▶ **Problem to solve**: Transcribe the records that follow in their entirety, omitting any pictures.

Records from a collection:
◆ ◆ ◆

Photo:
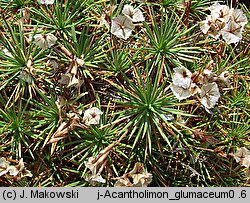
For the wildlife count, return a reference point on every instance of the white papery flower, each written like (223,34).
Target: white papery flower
(134,15)
(231,33)
(239,17)
(46,1)
(182,77)
(45,41)
(122,27)
(89,164)
(210,95)
(92,116)
(222,12)
(180,92)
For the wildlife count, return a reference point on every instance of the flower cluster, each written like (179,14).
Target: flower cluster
(140,177)
(185,84)
(225,22)
(122,26)
(16,172)
(46,2)
(242,156)
(45,41)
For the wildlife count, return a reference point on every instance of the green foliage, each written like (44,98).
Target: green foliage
(45,93)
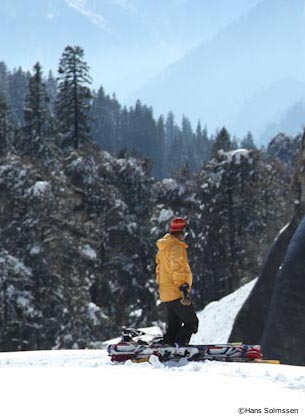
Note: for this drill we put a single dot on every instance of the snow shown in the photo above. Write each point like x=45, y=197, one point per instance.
x=217, y=318
x=40, y=188
x=78, y=384
x=165, y=215
x=88, y=252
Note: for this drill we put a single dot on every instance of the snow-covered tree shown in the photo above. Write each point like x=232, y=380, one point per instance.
x=72, y=103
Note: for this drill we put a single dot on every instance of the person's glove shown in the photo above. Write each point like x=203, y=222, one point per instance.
x=186, y=300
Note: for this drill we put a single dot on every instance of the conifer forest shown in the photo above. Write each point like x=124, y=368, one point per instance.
x=87, y=186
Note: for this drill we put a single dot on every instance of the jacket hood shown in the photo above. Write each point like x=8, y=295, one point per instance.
x=169, y=240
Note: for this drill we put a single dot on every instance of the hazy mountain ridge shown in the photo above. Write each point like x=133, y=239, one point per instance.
x=126, y=42
x=215, y=79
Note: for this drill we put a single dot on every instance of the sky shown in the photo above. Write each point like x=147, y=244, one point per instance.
x=126, y=42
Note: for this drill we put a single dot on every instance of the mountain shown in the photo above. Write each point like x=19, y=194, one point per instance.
x=126, y=41
x=291, y=122
x=263, y=50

◆ ◆ ◆

▶ **Task answer**:
Photo:
For the wildlife count, return a reference point on every instance of the white papery flower, each written like (223,34).
Target: white papery flower
(134,15)
(231,33)
(239,17)
(46,1)
(182,77)
(45,41)
(122,27)
(89,164)
(210,95)
(92,116)
(222,12)
(180,92)
For the wildlife count, return a reference point on every instance of the flower cluster, each written like (179,14).
Target: flower cluster
(140,177)
(185,84)
(225,22)
(122,26)
(16,172)
(46,2)
(242,156)
(45,41)
For the wildlife count, return a reference point on every instance of the green foliage, each written like (44,98).
Target: green foliage
(45,93)
Note: for this drill we put a single dot on every instance of the snow shown in the photo above. Write each point like x=45, y=197, one point per instance.
x=217, y=318
x=40, y=188
x=78, y=384
x=165, y=215
x=88, y=252
Note: for this drill we put a single dot on every instance of the snow-covered tree shown in the photo above. Write each point like x=232, y=380, one point per instance.
x=72, y=103
Note: for this drill we put a single dot on every instance of the person's glove shown in the photo above. Write each point like x=203, y=222, one point per instance.
x=186, y=300
Note: for this drill we put a single dot on every instance of the conifer forest shown in the photo above. Write each point like x=124, y=368, one point per instance.
x=87, y=186
Note: for this drill we put a single dot on every instance of the jacket hood shown in the photo above. Write each point like x=8, y=295, one point per instance.
x=169, y=240
Note: for this drill we put a single dot on every instance of the hazy mountain ridge shown in the photo above. Write each point like x=133, y=239, one point per instance.
x=126, y=42
x=215, y=79
Note: for this drill we put a single dot on every instance of the sky shown in the photo above. Write each point like x=147, y=244, one point per instance.
x=126, y=42
Note: for this drill we put a single dot on every instance of the mountain shown in the photo above. Write each point like x=19, y=194, one point per instance.
x=126, y=41
x=291, y=122
x=263, y=50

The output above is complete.